Record list ▸

-.-.-

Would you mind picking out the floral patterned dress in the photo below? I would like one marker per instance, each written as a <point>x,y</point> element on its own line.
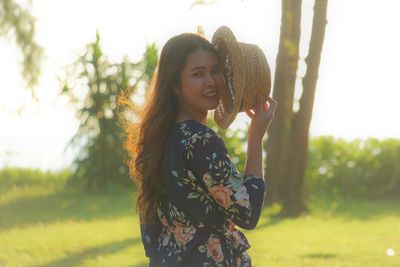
<point>206,198</point>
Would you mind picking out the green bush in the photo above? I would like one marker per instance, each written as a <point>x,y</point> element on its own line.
<point>366,168</point>
<point>16,177</point>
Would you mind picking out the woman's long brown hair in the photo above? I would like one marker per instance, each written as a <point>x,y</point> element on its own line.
<point>146,142</point>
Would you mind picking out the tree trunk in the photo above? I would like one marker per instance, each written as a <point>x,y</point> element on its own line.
<point>294,203</point>
<point>283,92</point>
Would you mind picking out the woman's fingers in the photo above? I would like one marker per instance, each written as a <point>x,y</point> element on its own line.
<point>249,113</point>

-.-.-

What the task requires ▸
Format the items from the line that contains "Would you mind picking out the tree" through the end of the items as a two-column CSV with the header item,answer, one row per item. Put the item's text and its answer each in a single quoted field, replacing line breaks with spaces.

Written response ▸
item,answer
"Would you mind picking out the tree trunk in the photo above? I would like one marker per instance, each written as a <point>x,y</point> element on its own line.","<point>294,203</point> <point>283,92</point>"
"Would you mind picking out the woman's fingers in the photo above? I would like one marker per instance, each written as a <point>x,y</point> element on its own line.","<point>249,113</point>"